=== Instructions for the task ===
Write out the whole listing again, exactly as given.

[Point annotation dataset records]
§

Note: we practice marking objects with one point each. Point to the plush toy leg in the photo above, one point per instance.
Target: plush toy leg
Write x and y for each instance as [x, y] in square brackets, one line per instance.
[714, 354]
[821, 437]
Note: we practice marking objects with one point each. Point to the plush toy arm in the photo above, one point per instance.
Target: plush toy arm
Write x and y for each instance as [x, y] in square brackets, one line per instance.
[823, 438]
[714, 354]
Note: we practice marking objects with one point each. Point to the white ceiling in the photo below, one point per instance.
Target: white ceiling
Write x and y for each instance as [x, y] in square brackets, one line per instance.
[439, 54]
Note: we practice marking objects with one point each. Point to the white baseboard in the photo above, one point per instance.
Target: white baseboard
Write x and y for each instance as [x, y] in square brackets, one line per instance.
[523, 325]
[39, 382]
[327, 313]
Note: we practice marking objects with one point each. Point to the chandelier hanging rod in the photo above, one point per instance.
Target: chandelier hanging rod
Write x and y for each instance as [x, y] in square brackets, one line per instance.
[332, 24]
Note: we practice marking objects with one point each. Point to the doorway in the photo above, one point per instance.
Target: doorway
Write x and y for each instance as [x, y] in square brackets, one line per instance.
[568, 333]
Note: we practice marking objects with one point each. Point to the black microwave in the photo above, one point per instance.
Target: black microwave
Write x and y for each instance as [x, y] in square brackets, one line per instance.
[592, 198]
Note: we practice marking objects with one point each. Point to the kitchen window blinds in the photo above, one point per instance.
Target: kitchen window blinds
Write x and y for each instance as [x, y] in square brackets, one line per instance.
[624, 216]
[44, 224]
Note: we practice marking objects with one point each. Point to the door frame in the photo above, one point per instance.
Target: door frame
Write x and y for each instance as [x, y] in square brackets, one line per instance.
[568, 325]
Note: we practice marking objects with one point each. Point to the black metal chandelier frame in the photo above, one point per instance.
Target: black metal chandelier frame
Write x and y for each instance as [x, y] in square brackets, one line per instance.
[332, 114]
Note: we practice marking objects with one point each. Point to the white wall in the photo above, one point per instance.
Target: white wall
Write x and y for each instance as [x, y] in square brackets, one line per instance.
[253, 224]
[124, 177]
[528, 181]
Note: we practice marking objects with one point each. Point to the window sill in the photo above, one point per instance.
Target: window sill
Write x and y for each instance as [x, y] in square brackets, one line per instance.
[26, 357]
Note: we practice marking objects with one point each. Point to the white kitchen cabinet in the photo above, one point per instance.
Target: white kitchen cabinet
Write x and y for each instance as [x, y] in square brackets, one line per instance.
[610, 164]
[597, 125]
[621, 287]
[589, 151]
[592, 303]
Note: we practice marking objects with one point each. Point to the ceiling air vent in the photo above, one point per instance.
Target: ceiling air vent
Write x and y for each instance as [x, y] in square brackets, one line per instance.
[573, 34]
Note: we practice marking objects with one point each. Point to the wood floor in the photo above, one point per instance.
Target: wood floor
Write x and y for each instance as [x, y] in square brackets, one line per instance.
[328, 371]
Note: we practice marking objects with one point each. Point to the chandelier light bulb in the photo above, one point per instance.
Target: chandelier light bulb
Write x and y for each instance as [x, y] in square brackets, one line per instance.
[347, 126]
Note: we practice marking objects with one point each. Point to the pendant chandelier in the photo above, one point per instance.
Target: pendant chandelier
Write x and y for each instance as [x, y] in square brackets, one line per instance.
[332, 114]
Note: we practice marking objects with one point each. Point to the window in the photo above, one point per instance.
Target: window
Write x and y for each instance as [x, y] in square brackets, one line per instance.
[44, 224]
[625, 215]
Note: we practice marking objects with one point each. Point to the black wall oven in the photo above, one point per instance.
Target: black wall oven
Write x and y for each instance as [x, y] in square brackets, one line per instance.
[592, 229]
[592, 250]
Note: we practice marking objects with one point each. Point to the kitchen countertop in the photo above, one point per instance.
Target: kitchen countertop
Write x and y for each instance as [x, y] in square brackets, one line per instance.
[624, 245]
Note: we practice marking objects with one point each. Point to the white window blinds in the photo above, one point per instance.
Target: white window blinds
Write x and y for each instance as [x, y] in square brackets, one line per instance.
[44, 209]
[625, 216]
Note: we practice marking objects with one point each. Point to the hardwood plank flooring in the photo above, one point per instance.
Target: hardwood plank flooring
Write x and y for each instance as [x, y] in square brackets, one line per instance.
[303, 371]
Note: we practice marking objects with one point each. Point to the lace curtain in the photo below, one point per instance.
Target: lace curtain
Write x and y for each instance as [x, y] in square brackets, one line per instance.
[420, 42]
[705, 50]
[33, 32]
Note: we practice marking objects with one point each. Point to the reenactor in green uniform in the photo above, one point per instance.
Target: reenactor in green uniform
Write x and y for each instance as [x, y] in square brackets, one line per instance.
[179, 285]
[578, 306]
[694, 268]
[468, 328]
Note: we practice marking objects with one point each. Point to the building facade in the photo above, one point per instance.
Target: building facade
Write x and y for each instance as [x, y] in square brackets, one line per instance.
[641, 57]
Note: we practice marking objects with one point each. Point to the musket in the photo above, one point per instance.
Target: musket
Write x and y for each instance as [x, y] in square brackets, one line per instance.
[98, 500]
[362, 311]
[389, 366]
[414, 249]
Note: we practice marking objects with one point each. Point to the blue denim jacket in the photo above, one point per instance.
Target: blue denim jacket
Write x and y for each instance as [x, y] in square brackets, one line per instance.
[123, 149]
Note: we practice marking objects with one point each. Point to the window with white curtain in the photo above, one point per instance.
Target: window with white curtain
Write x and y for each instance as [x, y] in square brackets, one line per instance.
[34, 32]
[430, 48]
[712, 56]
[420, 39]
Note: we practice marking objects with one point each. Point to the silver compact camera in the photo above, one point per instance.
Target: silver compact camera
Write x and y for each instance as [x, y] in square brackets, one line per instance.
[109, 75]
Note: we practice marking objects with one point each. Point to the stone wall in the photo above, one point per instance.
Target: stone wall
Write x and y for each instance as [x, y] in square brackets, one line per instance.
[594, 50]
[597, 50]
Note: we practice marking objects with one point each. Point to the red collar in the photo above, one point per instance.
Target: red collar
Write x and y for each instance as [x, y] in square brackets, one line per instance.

§

=== Output of the exercise ===
Note: we practice marking objects with one point each. Point to the plush toy leg in the photo above, one point per instance.
Target: plush toy leg
Write x and y for each instance as [x, y] in square brackets, one line per instance.
[714, 354]
[821, 437]
Note: we practice marking objects with one point each. Point to the plush toy arm in the photo above, one point per instance.
Target: plush toy arm
Write x and y for each instance as [x, y] in square brackets, one line per instance.
[823, 438]
[714, 354]
Note: we practice marking objects with one point each. Point to the white ceiling in the photo below, one point per instance.
Target: white ceiling
Write x and y for each instance as [x, y] in square brackets, one line per instance.
[439, 54]
Note: we practice marking objects with one point each. Point to the white baseboard in the photo above, one point per instance.
Target: white baseboard
Write x and y for each instance as [x, y] in square brackets, one line per instance.
[523, 325]
[39, 382]
[327, 313]
Note: we practice marking objects with one point each. Point to the chandelier hanging rod in the photo above, one point per instance.
Target: chandelier hanging rod
Write x and y for each instance as [x, y] in square brackets, one line per instance.
[332, 24]
Note: we practice marking objects with one point each. Point to the doorway in the photo above, one point per instance.
Target: doorway
Write x and y for each instance as [x, y] in square brackets, one line per instance.
[568, 333]
Note: we practice marking objects with one point each. Point to the black microwave in the photo above, one point per instance.
Target: black microwave
Write x and y for each instance as [x, y] in square brackets, one line per instance.
[592, 198]
Note: we practice marking objects with one point each. Point to the kitchen window blinds in the photo above, one point per instance.
Target: kitchen window blinds
Write x and y for each instance as [x, y] in square brackets, one line per instance.
[624, 216]
[44, 224]
Note: we practice marking objects with one point each. Point to the door frame in the photo above, one point per instance.
Target: door frame
Write x and y for each instance as [x, y] in square brackets, one line per instance.
[568, 325]
Note: we practice marking objects with one point each. Point to the black metal chandelier frame in the photo above, one point per instance.
Target: black metal chandelier frame
Write x and y for each instance as [x, y] in square brackets, one line per instance.
[332, 114]
Note: we practice marking objects with one point each. Point to the white wall in the photo above, one point per instance.
Target: white wall
Write x and y for each instance as [x, y] in square brackets, one line per instance.
[253, 224]
[124, 177]
[528, 181]
Note: we practice marking objects with one point each. Point to the window sill in the photo above, one point per instance.
Target: window sill
Write x and y for each instance as [x, y] in square brackets, one line per instance.
[26, 357]
Note: we practice marking objects with one point each. Point to the white kitchen cabinet in the photo above, one point per instance.
Target: white kitchen cabinet
Write x and y for each instance as [x, y] in square brackets, one line per instance.
[610, 164]
[597, 125]
[621, 287]
[589, 151]
[592, 303]
Note: we practice marking objects with one point each. Point to the ceiling air vent in the photo above, one point per instance.
Target: ceiling air vent
Write x and y for each instance as [x, y] in square brackets, one line per instance.
[573, 34]
Note: we practice marking objects with one point each. Point to the wood floor in the photo above, one point per instance.
Target: wood floor
Write x and y for each instance as [x, y] in square brackets, one line per instance.
[328, 371]
Note: we practice marking objects with one point each. Point to the chandelier light bulb in the photo above, one point per instance.
Target: chandelier light bulb
Write x and y for each instance as [x, y] in square brackets, one line per instance.
[347, 126]
Note: we practice marking objects with one point each. Point to the pendant chandelier in the photo above, one point per instance.
Target: pendant chandelier
Write x and y for each instance as [x, y] in square brackets, one line per instance.
[332, 114]
Note: we practice marking objects with one point each. Point to the window in the photo above, one point per instance.
Target: window
Write x and y for each instance as [x, y] in square brackets, one line per instance.
[44, 224]
[625, 215]
Note: we practice marking objects with one point each. Point to the black wall oven in the photo above, one point per instance.
Target: black wall oven
Write x and y for each instance as [x, y] in square brackets, one line per instance.
[592, 229]
[592, 250]
Note: we practice marking objects with one point each. Point to the kitchen countertop in the photo above, one point per instance.
Target: kitchen countertop
Write x and y for each instance as [x, y] in square brackets, one line per instance.
[624, 245]
Note: we practice marking objects with one point each. Point to the white window blinds in the photo above, one point per instance.
Target: white window blinds
Write x and y for each instance as [x, y] in square brackets, one line per instance.
[44, 209]
[625, 216]
Note: we practice marking objects with one point each. Point to the hardwood plank flooring in the photo above, one point per instance.
Target: hardwood plank flooring
Write x and y for each instance as [x, y] in square brackets, one line per instance.
[303, 371]
Note: we practice marking objects with one point each. Point to the lace curtain in the photo below, one point per instance.
Target: lace curtain
Write x and y for each instance as [x, y] in square brackets, one line per instance.
[420, 42]
[705, 50]
[33, 32]
Note: we practice marking objects with one point each. Point to the reenactor in green uniform in the photo above, one point per instance.
Target: reenactor in green uniform
Write x and y for each instance as [x, y] in square brackets, one line per instance.
[179, 285]
[578, 306]
[694, 268]
[468, 328]
Note: we practice marking objects with one point each. Point to the building facade in the photo above, one point per instance.
Target: building facade
Write x and y for each instance as [x, y] in square brackets, one line per instance.
[641, 57]
Note: we practice marking objects with one point each. Point to the musket in the photo above, one point per instance.
Target: musket
Write x and y for each instance as [x, y] in square brackets, one line per instance.
[98, 500]
[362, 311]
[389, 366]
[414, 249]
Note: we practice marking objects with one point each. Point to the blue denim jacket in the photo above, one point per instance.
Target: blue denim jacket
Write x and y for each instance as [x, y] in square brackets, one line per instance.
[123, 149]
Note: we practice marking objects with one point each. Point to the window with white curtain in the photo above, one point per instance.
Target: window with white curtain
Write x and y for each instance as [x, y] in square brackets, one line per instance.
[34, 32]
[430, 48]
[712, 56]
[420, 39]
Note: we practice marking objects with one point each. Point to the silver compact camera in the photo above, one point per instance.
Target: silver compact camera
Write x and y for each instance as [x, y] in square brackets, one line per instance.
[109, 75]
Note: we practice marking objects with one point each. Point to the stone wall in the photo above, one point per instance.
Target: stone wall
Write x and y for each instance as [x, y] in square brackets, one line per instance.
[594, 50]
[597, 50]
Note: we practice marking objects with one point each. Point to the red collar in the photo above, one point per instance.
Target: red collar
Write x and y for each instance as [x, y] in square brackets, one line per instance.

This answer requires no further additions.